(Entries from a pointing dataset)
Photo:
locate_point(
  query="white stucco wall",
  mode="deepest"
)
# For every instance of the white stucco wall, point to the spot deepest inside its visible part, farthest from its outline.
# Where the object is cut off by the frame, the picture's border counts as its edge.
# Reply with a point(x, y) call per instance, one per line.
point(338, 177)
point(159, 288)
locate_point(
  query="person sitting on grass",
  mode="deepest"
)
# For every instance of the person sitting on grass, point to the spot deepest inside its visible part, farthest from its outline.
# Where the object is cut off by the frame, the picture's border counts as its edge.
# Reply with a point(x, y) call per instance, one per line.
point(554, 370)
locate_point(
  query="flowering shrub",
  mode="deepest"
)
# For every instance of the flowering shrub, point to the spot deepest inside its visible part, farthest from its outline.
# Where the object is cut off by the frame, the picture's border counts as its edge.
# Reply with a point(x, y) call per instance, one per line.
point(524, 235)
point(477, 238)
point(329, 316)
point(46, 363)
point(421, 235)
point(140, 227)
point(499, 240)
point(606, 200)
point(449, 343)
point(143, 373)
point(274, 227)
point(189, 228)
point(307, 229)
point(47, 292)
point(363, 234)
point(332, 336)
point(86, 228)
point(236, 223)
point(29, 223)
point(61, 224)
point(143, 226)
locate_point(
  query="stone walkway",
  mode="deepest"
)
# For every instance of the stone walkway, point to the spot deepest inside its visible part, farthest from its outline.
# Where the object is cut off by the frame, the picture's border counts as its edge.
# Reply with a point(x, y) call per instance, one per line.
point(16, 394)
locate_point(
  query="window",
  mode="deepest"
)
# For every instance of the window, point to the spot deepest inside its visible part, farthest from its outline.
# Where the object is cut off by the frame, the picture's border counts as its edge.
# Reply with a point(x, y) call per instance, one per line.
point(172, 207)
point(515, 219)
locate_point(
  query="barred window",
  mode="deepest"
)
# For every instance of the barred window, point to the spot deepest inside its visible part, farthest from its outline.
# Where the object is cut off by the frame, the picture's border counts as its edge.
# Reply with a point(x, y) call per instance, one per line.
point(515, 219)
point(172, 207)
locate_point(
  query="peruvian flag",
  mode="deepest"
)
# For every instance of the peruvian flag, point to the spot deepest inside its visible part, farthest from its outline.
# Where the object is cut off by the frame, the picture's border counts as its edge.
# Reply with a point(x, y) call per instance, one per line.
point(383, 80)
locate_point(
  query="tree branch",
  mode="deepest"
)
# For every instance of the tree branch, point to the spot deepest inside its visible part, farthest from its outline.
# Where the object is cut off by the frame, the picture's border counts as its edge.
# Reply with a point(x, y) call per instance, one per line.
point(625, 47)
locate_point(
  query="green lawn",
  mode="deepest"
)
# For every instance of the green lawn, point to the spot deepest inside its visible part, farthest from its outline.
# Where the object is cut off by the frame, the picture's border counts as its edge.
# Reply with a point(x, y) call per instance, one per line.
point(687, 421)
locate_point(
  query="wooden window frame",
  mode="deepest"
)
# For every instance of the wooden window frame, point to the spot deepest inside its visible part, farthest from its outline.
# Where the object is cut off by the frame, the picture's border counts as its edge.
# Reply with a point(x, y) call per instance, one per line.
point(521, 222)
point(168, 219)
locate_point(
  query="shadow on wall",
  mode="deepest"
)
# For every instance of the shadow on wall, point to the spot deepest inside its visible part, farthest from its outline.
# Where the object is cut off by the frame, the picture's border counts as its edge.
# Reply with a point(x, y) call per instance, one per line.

**Given task:**
Pull out every line of the material above that contains the word "person", and copy each one as it appears.

**Final answer:**
  query="person sitting on grass",
# For every instance of the person sitting on grass, point to the spot deepest inside its visible part, farthest from its outline.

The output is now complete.